*GIVEN PASSAGE*.
Why do some people have dark skin and other people have light skin?

 

The main pigment in your skin is melanin. It protects your skin from damage caused by the rays of the sun. When you get more sun, your skin compensates by producing more melanin, and you get a tan.

But sunlight is needed to make Vitamin D in your skin. So when people started living in northern countries that don’t get as much sun as tropical countries do, they evolved to produce less melanin, so what little sunlight there was could get into the skin and produce enough Vitamin D.

When ultraviolet light from the sun damages the DNA in your skin, the damage is detected, and the skin produces more melanin. The melanin produced absorbs ultraviolet light very well, and protects the DNA in the skin from further damage. If there is too much damage to the DNA, skin cancer can result.

Melanin is found in other places in the body besides the skin. It is the pigment that colors hair, and it is present in the iris of the eye. Even blue-eyed people usually have small areas of the iris that contain melanin.

*ACTIVITY LIST*.
A) List every part of the body that the passage about skin color says contains melanin.
B) Write the next paragraph of the passage about skin color, picking up right after its last sentence.

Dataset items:

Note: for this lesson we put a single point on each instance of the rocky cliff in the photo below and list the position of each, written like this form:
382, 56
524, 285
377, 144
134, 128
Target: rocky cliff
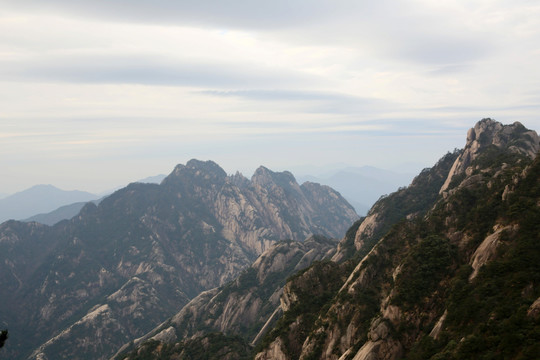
243, 309
454, 278
84, 287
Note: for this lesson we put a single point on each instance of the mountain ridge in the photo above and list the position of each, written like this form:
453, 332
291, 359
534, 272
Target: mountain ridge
440, 269
119, 267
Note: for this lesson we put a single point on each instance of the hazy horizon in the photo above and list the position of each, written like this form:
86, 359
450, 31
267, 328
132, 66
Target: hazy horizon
96, 94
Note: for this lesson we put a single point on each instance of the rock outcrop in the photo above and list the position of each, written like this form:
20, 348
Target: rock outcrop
144, 252
246, 307
487, 133
449, 277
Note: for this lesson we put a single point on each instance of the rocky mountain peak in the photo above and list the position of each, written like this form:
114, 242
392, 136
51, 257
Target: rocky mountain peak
197, 169
265, 177
488, 134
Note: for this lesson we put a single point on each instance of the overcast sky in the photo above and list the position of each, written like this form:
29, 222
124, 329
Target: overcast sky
95, 94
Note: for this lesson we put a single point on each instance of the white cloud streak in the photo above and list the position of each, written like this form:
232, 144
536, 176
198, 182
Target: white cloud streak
110, 82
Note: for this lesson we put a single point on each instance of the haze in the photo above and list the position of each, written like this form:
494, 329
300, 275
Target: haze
94, 94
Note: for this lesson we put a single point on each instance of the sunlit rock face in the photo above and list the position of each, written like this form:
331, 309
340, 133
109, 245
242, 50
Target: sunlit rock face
84, 287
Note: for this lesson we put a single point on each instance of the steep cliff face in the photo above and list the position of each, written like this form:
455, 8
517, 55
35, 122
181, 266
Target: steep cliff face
245, 308
83, 287
459, 281
488, 137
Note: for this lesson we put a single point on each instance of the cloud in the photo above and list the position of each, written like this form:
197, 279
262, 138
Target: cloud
398, 30
148, 70
315, 101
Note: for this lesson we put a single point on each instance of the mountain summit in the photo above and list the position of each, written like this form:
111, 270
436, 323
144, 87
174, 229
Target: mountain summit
428, 274
83, 287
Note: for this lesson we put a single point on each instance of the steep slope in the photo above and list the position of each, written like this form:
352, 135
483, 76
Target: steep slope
86, 286
456, 279
241, 310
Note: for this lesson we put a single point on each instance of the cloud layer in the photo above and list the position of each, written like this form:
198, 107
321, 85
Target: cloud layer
109, 84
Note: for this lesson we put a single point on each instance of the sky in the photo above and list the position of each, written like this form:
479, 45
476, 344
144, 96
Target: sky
96, 94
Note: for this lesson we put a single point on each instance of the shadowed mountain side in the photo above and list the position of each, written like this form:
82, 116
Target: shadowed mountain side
84, 287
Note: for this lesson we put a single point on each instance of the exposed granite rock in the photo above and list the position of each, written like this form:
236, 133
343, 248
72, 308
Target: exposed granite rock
252, 301
145, 251
514, 138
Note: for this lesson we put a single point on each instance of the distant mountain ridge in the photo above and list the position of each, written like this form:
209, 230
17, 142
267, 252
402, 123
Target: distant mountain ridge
69, 210
39, 199
85, 286
446, 268
362, 186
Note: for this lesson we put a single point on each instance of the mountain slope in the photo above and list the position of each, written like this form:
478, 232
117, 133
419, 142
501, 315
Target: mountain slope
242, 309
85, 286
362, 186
459, 282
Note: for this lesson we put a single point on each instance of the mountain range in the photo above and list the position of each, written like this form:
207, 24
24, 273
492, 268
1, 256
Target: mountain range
39, 199
85, 286
446, 268
210, 266
361, 186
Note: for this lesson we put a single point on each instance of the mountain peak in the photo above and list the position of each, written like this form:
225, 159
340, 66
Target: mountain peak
490, 134
264, 176
194, 168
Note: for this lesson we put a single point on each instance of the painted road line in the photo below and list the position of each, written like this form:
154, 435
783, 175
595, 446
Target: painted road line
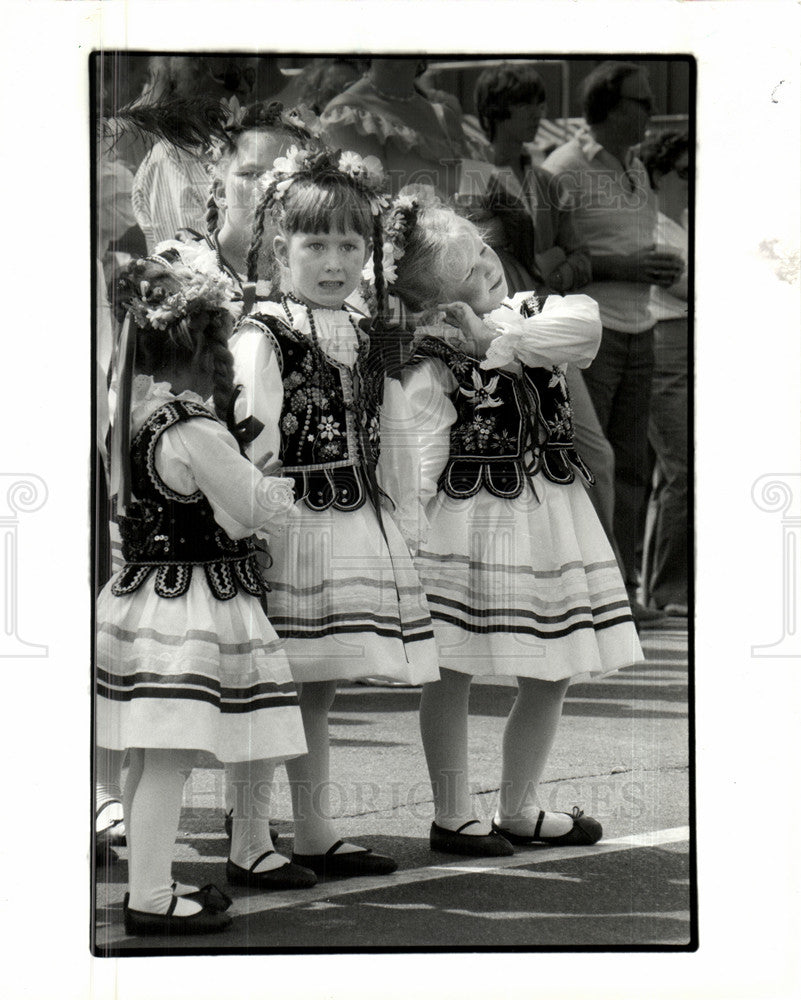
323, 893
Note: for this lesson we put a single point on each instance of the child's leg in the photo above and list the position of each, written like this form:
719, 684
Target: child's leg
136, 763
249, 787
309, 775
152, 819
443, 727
527, 741
108, 794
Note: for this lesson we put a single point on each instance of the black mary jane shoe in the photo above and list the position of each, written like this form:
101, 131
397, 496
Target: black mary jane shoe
288, 876
205, 921
490, 845
114, 832
348, 864
209, 896
229, 827
586, 831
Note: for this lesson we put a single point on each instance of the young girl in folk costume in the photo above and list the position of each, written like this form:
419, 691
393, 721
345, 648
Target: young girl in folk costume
519, 575
186, 658
249, 140
344, 592
252, 138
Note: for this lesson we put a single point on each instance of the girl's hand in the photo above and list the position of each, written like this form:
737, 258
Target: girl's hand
476, 336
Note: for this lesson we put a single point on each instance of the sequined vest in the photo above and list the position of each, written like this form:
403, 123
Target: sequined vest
508, 427
549, 388
169, 533
329, 418
495, 427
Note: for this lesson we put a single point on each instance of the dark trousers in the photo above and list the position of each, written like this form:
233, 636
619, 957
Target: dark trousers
666, 542
619, 384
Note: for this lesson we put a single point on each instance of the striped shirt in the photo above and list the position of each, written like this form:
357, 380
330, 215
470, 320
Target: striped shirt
169, 193
614, 212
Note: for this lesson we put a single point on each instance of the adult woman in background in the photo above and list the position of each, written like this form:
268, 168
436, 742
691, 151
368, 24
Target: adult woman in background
383, 114
665, 572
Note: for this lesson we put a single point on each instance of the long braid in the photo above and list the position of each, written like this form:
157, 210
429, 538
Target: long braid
216, 345
212, 215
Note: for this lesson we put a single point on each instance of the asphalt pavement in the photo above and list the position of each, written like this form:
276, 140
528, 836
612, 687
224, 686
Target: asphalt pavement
621, 754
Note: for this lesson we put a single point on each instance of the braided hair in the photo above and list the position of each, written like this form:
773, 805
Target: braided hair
268, 116
427, 249
319, 197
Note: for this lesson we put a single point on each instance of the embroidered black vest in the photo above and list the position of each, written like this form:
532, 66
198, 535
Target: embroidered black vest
559, 456
170, 533
329, 418
496, 424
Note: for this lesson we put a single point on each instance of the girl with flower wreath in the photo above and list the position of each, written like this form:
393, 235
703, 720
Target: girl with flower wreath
344, 593
252, 138
237, 158
186, 658
517, 569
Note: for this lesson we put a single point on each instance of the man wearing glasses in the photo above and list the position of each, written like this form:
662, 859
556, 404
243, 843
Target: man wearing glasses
614, 213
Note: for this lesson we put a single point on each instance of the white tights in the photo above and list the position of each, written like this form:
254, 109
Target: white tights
527, 740
152, 800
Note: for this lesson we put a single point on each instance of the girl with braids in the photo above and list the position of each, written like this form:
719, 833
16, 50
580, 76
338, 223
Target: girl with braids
344, 594
186, 658
519, 575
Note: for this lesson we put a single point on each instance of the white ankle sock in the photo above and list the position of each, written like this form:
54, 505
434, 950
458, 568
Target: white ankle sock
251, 785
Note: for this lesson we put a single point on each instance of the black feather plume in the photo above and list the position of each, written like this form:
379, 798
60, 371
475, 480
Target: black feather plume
185, 123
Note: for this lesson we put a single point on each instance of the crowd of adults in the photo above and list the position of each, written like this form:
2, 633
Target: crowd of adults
604, 214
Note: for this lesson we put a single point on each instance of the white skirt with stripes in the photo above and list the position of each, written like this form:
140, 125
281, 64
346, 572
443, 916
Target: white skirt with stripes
527, 587
193, 673
347, 601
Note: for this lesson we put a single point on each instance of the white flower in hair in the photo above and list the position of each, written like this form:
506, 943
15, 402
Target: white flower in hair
350, 163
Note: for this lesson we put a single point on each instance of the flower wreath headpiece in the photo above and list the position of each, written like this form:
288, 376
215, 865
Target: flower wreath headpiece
317, 161
398, 226
153, 304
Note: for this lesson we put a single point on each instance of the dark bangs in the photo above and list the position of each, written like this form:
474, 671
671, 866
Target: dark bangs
325, 205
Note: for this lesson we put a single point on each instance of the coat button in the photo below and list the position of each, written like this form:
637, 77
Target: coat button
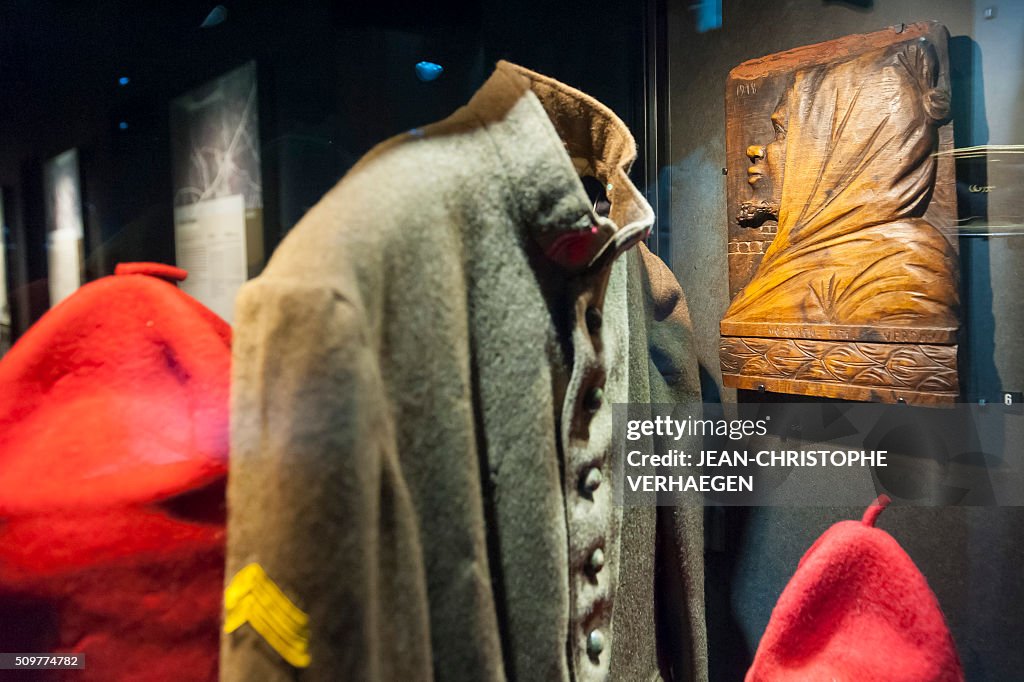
592, 480
595, 643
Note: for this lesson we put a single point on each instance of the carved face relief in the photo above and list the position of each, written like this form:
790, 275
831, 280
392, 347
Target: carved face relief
857, 253
765, 175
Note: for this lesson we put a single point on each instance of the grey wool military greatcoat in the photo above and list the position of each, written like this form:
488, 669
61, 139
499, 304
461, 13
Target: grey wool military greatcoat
421, 416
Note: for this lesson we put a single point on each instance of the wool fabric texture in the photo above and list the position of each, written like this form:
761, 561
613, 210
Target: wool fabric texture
421, 416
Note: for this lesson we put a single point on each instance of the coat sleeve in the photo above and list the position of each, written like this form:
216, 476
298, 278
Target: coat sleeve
675, 379
316, 500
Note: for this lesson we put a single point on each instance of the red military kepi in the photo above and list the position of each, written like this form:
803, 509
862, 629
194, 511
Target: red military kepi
113, 460
857, 608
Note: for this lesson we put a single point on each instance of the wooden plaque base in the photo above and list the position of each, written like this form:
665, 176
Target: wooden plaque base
916, 374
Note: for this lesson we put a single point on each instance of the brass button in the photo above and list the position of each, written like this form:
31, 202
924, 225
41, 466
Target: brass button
594, 399
592, 480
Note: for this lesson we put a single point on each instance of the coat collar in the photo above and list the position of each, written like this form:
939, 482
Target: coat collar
547, 135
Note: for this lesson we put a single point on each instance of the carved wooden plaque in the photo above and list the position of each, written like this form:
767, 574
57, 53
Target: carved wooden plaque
843, 256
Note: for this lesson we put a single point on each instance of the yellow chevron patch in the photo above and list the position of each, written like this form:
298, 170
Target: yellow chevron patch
252, 597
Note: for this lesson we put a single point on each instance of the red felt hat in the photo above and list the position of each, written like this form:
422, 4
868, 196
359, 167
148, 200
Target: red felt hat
113, 460
857, 608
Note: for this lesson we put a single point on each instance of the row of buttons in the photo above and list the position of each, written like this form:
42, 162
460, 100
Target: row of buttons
592, 479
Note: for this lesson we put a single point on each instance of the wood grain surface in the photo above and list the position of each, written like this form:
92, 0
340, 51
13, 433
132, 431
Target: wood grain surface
842, 207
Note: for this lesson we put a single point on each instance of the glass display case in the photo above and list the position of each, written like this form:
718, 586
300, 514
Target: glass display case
316, 320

*RESPONSES TO THE EXERCISE*.
A)
- Skin
- Hair
- The iris of the eye

B)
There are many types of melanin, and they have different colors. Brown hair, black hair, blond hair, and red hair are colored by different amounts of the different types of melanin.

One type of melanin, pheomelanin, is pinkish or reddish, and is what colors red hair. Another form, eumelanin, can be black or brown. If most of the melanin in hair is missing, except for a little bit of black eumelanin, we get gray hair. If most melanin is missing except for a little bit of brown eumelanin, we get blond hair.

Other animals also use melanin for coloration and protection from ultraviolet light. Octopi and squid use it to make the black ink they produce when attacked. Some bacteria and fungi use it as a sunscreen and as an antioxidant, and it can protect some microorganisms from attack by a host animal’s immune system.